◆ OBIETTIVO
Ripeti parola per parola il passo del brano sulla Pars che va da "C’è quindi un" fino a "a vivere concretamente." incluso.

◆ BRANO PROPOSTO
Quanto ai fatti intorno ai quali simili incontri si sono realizzati, questi non sono costituiti, come sarebbe facile pensare, dagli episodi di degrado rintracciabili nelle biografie tragiche di quanti sono stati feriti dalla droga. Non sono quelli che tanto invadono i media, abbacinati dallo spettacolo desolante di esistenze rovinate e di affetti traditi. Al contrario i fatti che hanno alimentato e commosso i protagonisti della Pars sono quelli che segnano il percorso di ritorno; il ritorno di chi c’è riuscito, è riuscito a “tornare tra noi”. La Pars è quindi e in primo luogo la testimonianza di un ritorno alla vita realizzato attraverso una serie di incontri, ciascuno dei quali ha accompagnato ciascuno degli ex-tossicodipendenti.
C’è quindi un “io” e un “noi” nella vicenda della Pars.

Un Io che si recupera e diventa presente a se stesso ed un “noi” che sa accogliere. Un “noi” che ha imparato ad aspettare ed ha predisposto un luogo dove è bello ritornare; un “noi” che è capace di insegnare a guardare il mondo con occhi nuovi ed a desiderarlo.
L’universo della Pars è quindi una comunità che non si preoccupa solo del recupero, ma si prefigge anche il “reinserimento” degli ex-tossicodipendenti, cioè la possibilità di trovare un lavoro, il recupero del desiderio di costruirsi una famiglia, la capacità di tornare a vivere concretamente.
Quella di dare vita ad un luogo di ritorno è stata un’idea formulata in primo luogo da Don Pierino Gelmini. Il fondatore delle comunità “Incontro”. Questi, dopo aver incontrato Don Giussani, l’ha lanciata proprio qui, al Meeting dell’anno 2000, parlando di un “clima vitale”; quel clima del quale chi esce dal tunnel della droga ha profondamente bisogno; quel clima senza il quale cadere di nuovo nella spirale della dipendenza ridiventa estremamente facile.
La Pars è il luogo nel quale questo clima vive ed opera. Vive nel percorso di recupero, attraverso i compagni, gli altri ex-tossicodipendenti arrivati prima e che sono più avanti nel cammino. Vive attraverso gli operatori che accompagnano singolarmente ciascuno, mentre lavora ogni giorno, come chiunque, nelle cose del mondo: da una vigna da piantare ad una casa da costruire, da un giardino da ripulire ad un pranzo da preparare o una casa da riassettare. Vive attraverso la vita di chi nella Pars ha messo il cuore, andando a vivere proprio lì, accanto a loro. Accanto a quelli dai quali più si sta lontani e meglio si sta.
Questo “clima vitale”, fa miracoli. Se la metà dei tossicodipendenti portati alla Pars spesso in forza di una sentenza, consegnati dai carabinieri o dai servizi pubblici di riabilitazione, i SERT, se ne va via dopo nemmeno una settimana, chi resta conosce il ritorno alla vita. 99% di successi tra quanti sono rimasti è una cifra da far impallidire qualsiasi statistica.

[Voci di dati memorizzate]
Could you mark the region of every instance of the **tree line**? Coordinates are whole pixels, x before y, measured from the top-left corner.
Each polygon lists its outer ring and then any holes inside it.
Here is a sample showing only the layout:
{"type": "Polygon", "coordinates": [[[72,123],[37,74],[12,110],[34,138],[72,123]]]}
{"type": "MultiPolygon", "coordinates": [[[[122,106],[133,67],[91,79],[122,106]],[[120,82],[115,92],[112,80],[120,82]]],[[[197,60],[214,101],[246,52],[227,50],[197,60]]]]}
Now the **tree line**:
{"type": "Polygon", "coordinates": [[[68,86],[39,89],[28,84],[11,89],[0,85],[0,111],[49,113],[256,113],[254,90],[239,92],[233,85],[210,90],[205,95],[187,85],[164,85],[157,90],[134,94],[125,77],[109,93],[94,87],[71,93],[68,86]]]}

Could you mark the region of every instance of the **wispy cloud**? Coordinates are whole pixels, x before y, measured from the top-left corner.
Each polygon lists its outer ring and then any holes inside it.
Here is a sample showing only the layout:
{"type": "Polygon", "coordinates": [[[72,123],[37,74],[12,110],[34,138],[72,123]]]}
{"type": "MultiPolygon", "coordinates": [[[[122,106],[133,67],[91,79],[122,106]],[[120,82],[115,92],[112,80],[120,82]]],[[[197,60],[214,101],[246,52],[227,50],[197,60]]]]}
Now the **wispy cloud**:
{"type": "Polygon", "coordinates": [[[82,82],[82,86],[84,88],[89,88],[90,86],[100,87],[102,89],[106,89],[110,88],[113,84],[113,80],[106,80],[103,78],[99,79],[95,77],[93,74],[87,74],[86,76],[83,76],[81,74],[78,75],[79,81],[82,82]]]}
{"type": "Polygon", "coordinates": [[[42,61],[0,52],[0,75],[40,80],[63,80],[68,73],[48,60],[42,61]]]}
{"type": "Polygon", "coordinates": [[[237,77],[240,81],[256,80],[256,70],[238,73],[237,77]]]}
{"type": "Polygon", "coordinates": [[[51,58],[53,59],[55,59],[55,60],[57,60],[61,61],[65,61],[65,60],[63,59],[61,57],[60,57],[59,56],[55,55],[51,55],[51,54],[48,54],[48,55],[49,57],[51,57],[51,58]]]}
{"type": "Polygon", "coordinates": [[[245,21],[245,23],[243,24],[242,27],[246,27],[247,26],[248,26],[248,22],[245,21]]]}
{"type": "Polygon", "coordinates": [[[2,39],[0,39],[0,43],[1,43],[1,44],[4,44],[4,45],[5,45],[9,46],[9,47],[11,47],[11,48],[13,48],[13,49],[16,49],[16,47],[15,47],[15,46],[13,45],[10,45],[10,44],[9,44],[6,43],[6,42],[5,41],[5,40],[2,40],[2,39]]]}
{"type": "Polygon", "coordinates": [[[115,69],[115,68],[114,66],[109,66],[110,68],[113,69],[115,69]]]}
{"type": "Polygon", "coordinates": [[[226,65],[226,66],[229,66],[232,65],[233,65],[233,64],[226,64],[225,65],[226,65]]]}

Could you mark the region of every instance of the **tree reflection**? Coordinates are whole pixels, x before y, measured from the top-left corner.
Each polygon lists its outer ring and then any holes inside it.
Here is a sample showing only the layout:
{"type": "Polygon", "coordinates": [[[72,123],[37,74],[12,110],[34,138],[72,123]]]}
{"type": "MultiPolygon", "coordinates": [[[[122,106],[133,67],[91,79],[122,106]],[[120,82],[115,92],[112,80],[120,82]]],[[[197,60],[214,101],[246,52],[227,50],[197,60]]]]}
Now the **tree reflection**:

◆ SOLUZIONE DELL'ESERCIZIO
C’è quindi un “io” e un “noi” nella vicenda della Pars.

Un Io che si recupera e diventa presente a se stesso ed un “noi” che sa accogliere. Un “noi” che ha imparato ad aspettare ed ha predisposto un luogo dove è bello ritornare; un “noi” che è capace di insegnare a guardare il mondo con occhi nuovi ed a desiderarlo.
L’universo della Pars è quindi una comunità che non si preoccupa solo del recupero, ma si prefigge anche il “reinserimento” degli ex-tossicodipendenti, cioè la possibilità di trovare un lavoro, il recupero del desiderio di costruirsi una famiglia, la capacità di tornare a vivere concretamente.